Data section Block Start
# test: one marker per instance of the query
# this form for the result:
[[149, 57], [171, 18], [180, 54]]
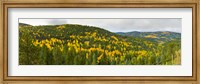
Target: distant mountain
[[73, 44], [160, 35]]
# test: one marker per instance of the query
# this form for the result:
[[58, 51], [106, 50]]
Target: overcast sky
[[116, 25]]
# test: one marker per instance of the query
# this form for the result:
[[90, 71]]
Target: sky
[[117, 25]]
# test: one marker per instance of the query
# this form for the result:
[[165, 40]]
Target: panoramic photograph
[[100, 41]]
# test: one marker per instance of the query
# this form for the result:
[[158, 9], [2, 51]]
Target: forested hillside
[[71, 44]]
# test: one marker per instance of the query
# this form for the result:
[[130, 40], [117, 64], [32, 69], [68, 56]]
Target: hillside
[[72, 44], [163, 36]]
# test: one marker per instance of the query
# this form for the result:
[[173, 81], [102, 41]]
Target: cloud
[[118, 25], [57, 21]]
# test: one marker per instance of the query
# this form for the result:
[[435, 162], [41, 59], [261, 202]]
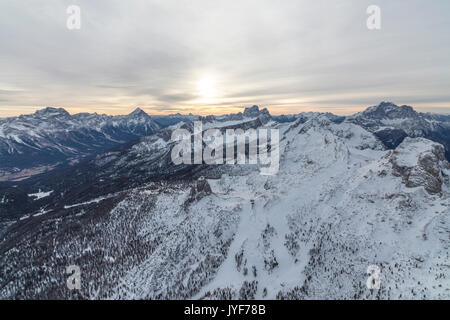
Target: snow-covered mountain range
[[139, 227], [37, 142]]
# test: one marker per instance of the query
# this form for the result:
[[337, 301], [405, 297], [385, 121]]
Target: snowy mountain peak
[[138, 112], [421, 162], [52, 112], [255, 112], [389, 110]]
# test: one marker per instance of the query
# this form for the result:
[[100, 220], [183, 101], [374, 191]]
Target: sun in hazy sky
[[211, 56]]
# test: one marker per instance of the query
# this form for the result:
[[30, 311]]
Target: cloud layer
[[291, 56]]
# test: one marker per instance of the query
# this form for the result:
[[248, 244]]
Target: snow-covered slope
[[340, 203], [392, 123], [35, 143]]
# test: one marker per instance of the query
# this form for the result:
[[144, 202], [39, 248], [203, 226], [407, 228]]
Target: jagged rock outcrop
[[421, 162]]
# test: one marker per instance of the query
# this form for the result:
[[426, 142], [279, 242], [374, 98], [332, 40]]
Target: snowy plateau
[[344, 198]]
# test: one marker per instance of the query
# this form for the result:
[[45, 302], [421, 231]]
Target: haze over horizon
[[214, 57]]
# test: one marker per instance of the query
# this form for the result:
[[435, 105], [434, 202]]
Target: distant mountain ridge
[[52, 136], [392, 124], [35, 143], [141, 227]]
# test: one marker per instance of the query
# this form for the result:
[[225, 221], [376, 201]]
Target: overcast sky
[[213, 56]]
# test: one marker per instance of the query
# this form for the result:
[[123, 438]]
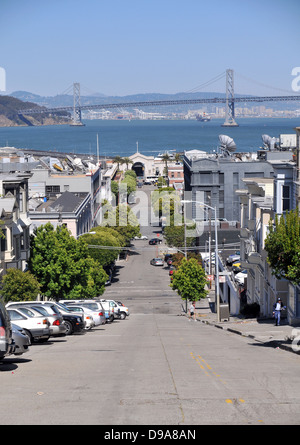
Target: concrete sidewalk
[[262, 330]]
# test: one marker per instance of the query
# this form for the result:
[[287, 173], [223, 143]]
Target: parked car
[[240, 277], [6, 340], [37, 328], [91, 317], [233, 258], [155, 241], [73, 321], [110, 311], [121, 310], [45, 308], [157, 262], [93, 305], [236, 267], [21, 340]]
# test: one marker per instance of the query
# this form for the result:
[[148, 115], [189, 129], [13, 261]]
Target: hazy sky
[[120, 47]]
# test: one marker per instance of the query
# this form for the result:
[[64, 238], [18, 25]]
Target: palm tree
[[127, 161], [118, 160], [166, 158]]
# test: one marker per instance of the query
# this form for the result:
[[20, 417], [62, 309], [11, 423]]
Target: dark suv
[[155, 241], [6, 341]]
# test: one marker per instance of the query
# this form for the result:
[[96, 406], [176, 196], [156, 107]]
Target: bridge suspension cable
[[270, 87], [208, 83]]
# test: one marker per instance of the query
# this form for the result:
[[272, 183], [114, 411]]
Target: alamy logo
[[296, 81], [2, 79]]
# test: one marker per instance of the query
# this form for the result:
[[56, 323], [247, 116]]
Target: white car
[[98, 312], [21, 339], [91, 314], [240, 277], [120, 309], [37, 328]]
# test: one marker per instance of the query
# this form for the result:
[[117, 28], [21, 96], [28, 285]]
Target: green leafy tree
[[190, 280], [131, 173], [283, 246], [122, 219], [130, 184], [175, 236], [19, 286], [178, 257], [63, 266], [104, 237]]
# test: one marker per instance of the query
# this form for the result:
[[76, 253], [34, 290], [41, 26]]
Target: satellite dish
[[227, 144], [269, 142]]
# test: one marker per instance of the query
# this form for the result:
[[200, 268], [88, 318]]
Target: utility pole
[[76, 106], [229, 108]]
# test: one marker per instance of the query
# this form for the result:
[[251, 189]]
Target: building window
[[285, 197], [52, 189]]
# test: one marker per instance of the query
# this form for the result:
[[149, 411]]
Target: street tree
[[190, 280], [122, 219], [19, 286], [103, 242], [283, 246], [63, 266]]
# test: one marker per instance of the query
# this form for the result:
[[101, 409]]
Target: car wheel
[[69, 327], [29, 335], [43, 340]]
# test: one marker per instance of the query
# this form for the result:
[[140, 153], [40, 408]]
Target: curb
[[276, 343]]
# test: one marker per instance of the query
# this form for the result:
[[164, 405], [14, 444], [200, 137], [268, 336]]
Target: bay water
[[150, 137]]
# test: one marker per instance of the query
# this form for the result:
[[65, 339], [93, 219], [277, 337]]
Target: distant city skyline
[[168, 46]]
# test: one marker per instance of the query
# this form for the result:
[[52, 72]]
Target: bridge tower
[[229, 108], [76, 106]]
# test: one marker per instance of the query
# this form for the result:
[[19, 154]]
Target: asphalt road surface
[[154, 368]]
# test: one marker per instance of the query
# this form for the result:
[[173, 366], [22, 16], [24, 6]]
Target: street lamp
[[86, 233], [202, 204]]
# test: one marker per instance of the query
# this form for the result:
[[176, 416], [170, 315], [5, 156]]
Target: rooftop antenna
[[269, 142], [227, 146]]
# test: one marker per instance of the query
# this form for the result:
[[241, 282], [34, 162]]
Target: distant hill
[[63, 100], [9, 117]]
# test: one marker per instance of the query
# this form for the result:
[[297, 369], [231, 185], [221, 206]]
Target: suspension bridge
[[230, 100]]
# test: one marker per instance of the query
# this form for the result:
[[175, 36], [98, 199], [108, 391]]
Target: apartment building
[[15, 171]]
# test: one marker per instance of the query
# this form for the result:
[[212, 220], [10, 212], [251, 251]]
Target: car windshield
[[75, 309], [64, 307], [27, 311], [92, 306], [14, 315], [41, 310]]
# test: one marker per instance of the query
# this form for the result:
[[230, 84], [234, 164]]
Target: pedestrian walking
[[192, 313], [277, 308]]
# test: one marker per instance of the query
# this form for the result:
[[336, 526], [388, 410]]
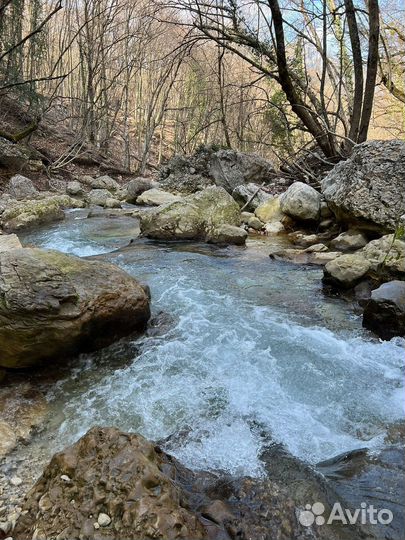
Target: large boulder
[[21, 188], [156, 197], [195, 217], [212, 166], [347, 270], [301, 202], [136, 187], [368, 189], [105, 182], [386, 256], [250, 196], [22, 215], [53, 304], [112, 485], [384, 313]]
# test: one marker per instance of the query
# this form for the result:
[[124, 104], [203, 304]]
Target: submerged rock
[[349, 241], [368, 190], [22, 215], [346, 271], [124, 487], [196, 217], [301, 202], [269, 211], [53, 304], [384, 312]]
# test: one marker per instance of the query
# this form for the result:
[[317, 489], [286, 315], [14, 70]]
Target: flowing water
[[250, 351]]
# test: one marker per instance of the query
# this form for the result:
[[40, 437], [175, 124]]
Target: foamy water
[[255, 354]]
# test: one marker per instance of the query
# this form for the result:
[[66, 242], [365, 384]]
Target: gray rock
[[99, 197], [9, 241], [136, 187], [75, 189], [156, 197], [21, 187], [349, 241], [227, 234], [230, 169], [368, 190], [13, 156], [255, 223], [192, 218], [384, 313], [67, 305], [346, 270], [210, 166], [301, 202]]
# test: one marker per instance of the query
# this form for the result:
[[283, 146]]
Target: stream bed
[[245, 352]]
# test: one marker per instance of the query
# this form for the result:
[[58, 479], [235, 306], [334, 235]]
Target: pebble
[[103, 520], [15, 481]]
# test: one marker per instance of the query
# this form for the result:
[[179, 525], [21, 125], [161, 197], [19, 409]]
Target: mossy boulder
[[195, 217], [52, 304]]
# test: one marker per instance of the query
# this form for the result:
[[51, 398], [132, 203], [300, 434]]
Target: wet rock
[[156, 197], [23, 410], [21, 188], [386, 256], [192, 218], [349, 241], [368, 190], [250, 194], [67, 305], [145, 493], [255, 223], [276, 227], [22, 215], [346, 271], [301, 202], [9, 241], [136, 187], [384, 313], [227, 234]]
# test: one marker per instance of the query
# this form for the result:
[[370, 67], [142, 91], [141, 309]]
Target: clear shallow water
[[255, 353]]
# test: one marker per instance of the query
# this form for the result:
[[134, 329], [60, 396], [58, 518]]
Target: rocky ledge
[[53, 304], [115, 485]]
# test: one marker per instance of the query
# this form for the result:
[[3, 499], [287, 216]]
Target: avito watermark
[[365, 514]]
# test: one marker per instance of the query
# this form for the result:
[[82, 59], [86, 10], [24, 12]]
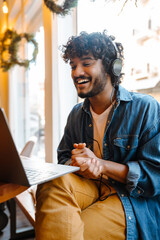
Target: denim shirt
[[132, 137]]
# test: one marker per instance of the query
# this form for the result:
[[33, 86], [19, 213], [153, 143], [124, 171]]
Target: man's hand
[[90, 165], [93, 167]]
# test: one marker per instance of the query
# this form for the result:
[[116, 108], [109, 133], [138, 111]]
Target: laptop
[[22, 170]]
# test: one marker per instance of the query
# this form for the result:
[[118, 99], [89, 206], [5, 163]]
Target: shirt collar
Data section Block End
◆ What to do: Transcribe, from the records above, the first line and every line after it up to and including the line with "[[58, 51], [106, 50]]"; omit pictures.

◆ Worked solution:
# test: one marker per instance of the query
# this form for the result:
[[149, 57], [171, 18], [180, 54]]
Target: distant mountain
[[73, 44], [160, 35]]
# test: one marker per instance of the query
# this form for the result:
[[58, 51], [106, 50]]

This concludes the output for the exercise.